▶ _EXCERPT_:

- Theatrical release poster
- Directed by: Santhosh Peringeth
- Written by: Santhosh Peringeth
- Produced by: Suresh KP
- Starring: Manoj K. Jayan Lena Santhosh Keezhattoor Sunil Sukhada Rajesh Sharma Ajin Shaji
- Cinematography: Jaleel Badusha
- Edited by: Sobin K Soman
- Music by: Sachin Balu
- Production company: Essar Films
- Release date: 23 February 2018 (Kerala);
- Running time: 102 minutes
- Country: India
- Language: Malayalam

= Bonsai (2018 film) =

Bonsai is a 2018 Indian Malayalam film written and directed by debutant Santhosh Peringeth. After his critically acclaimed short film Kotti and some other short films Santhosh came up with the film Bonsai. The film stars Manoj K Jayan, Lena, Santhosh Keezhattoor, Ajin Shaji and Anagha Janaki in the lead roles. Bonsai deals with social themes including education, social class and social mobility. The central character of the film is a school going Dalit boy who desires to own a bicycle to go to the far away school. The film was released on 23 February 2018 in Malayalam and produced by Suresh KP under the banner Essar Films.

[Object location annotation data]
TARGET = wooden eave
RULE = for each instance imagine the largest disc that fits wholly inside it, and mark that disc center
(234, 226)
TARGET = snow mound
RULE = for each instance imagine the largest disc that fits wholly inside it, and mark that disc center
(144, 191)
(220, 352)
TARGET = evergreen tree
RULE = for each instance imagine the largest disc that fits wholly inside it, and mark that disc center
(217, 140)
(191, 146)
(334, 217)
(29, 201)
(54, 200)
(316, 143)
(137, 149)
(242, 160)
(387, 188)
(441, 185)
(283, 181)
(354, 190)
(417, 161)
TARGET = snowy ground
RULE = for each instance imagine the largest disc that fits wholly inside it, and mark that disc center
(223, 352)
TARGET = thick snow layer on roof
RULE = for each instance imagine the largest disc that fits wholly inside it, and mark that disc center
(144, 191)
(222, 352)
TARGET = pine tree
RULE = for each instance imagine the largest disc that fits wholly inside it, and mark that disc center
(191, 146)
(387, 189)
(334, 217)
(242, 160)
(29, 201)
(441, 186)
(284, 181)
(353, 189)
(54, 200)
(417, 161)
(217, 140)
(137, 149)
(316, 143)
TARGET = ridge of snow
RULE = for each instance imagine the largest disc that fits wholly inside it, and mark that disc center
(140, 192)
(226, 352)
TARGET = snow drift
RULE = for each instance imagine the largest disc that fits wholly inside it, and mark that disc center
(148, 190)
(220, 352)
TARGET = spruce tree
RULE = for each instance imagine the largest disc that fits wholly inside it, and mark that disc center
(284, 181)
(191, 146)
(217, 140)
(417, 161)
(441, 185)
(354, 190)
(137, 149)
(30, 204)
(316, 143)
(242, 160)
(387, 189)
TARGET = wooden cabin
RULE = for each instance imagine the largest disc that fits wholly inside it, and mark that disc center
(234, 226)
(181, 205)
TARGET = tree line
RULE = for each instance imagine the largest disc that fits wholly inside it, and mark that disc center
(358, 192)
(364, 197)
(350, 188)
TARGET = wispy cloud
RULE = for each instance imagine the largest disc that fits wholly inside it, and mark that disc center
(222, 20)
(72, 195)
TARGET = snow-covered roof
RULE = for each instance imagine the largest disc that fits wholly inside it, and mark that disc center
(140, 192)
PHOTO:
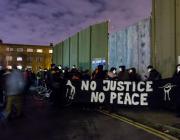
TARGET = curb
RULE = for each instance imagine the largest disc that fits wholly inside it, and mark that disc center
(163, 128)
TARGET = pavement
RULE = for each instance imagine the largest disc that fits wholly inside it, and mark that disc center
(163, 120)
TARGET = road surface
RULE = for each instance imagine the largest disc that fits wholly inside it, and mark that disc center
(43, 122)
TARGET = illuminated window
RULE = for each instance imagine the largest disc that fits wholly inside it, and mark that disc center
(8, 58)
(29, 59)
(19, 49)
(19, 58)
(7, 49)
(50, 51)
(9, 67)
(39, 59)
(39, 50)
(19, 67)
(29, 50)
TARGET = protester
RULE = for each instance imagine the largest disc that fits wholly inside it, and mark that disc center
(122, 75)
(153, 74)
(133, 76)
(14, 88)
(112, 74)
(100, 73)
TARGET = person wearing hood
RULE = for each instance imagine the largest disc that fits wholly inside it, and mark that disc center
(176, 79)
(112, 74)
(153, 74)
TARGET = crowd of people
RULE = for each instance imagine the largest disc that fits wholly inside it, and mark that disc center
(15, 83)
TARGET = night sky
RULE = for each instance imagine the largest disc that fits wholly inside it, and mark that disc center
(41, 22)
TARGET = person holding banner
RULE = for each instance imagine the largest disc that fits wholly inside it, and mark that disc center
(123, 75)
(112, 74)
(133, 76)
(153, 74)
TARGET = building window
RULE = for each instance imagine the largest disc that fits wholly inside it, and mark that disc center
(7, 49)
(50, 51)
(39, 50)
(8, 58)
(19, 49)
(19, 58)
(39, 59)
(9, 67)
(11, 49)
(29, 59)
(19, 67)
(29, 50)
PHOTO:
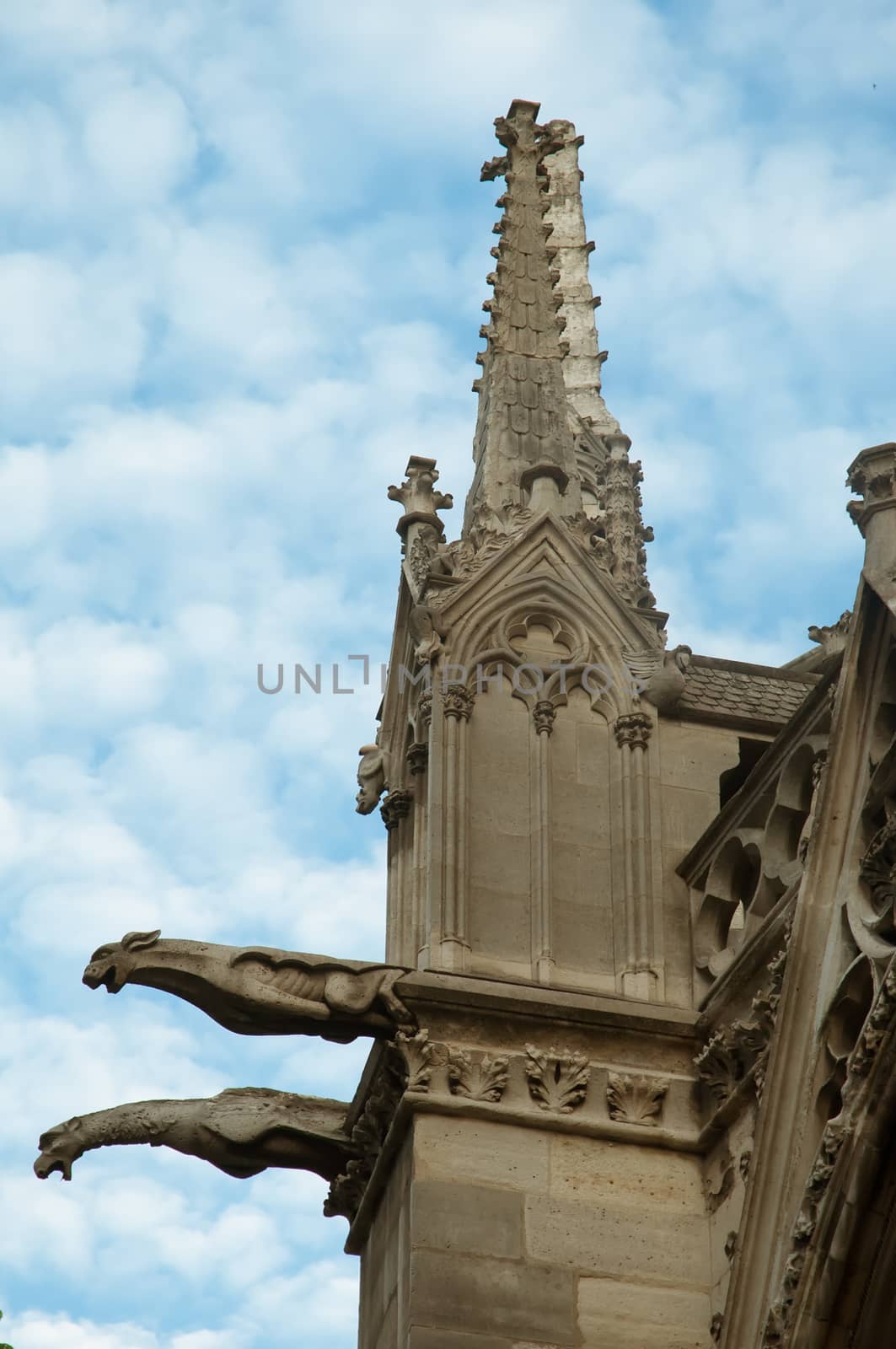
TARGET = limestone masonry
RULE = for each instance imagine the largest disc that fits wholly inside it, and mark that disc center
(633, 1077)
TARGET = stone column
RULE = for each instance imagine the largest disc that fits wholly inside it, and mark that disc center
(417, 760)
(394, 813)
(456, 707)
(632, 733)
(543, 715)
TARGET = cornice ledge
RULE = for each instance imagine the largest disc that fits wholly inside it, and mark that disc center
(550, 1004)
(525, 1117)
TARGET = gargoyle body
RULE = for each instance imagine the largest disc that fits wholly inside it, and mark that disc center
(258, 991)
(373, 777)
(242, 1132)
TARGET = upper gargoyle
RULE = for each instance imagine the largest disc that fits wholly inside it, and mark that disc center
(242, 1132)
(260, 991)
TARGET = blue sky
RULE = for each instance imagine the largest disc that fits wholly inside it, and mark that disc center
(243, 260)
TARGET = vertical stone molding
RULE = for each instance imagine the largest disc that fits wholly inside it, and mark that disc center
(543, 717)
(633, 733)
(420, 526)
(395, 807)
(456, 707)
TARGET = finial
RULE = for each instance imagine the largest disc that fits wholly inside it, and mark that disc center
(417, 496)
(420, 528)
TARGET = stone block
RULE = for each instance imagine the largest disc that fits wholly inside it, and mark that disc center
(507, 1298)
(635, 1315)
(620, 1241)
(453, 1216)
(626, 1177)
(480, 1151)
(427, 1337)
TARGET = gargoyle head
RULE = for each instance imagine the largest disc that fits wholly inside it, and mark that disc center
(112, 965)
(60, 1150)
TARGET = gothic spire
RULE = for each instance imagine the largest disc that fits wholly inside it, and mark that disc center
(523, 449)
(544, 436)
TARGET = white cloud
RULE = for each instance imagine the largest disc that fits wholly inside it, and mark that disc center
(246, 258)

▶ _GOAL OF THE EXERCISE_:
Answer these questions from the Bonsai film page above:
1. How long does the film run?
2. What was Santhosh Peringeth's critically acclaimed short film called?
3. What does the film's central character want to own?

▶ _SOLUTION_:
1. 102 minutes
2. Kotti
3. A bicycle, to go to the faraway school